══ Extracted data
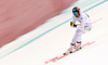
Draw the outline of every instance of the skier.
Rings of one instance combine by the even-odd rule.
[[[72,9],[72,13],[73,13],[73,21],[70,22],[70,26],[71,27],[76,27],[76,34],[72,38],[72,41],[70,42],[70,49],[68,49],[68,51],[66,51],[64,54],[66,53],[72,53],[79,49],[81,49],[81,42],[82,42],[82,35],[89,30],[92,29],[92,24],[91,24],[91,20],[90,16],[85,13],[82,13],[80,11],[80,8],[75,6]],[[80,22],[80,25],[76,24],[76,21]]]

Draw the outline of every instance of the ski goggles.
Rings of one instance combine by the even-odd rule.
[[[77,14],[79,14],[78,12],[73,12],[73,15],[77,15]]]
════
■ Written task:
Output the material above as a two-column CSV with the headers input and output, with one row for each item in the material. Put its text under input and its answer under output, each in one quoted field with line breaks turned into spaces, and leave the pictures out.

■ Output for this task:
input,output
"Draw the outline of every instance of the skier. Rings of one instance combine by the even-odd rule.","[[[72,9],[72,13],[73,13],[73,21],[70,22],[70,26],[71,27],[76,27],[76,34],[72,38],[72,41],[70,42],[70,49],[68,49],[68,51],[66,51],[64,54],[66,53],[72,53],[79,49],[81,49],[81,42],[82,42],[82,35],[89,30],[92,29],[92,24],[91,24],[91,20],[90,16],[85,13],[82,13],[80,11],[80,8],[75,6]],[[80,22],[80,25],[76,24],[76,21]]]"
"Draw the outline of every instance of the ski goggles. Rings of one instance combine by the even-odd rule.","[[[77,14],[79,14],[78,12],[73,12],[73,15],[77,15]]]"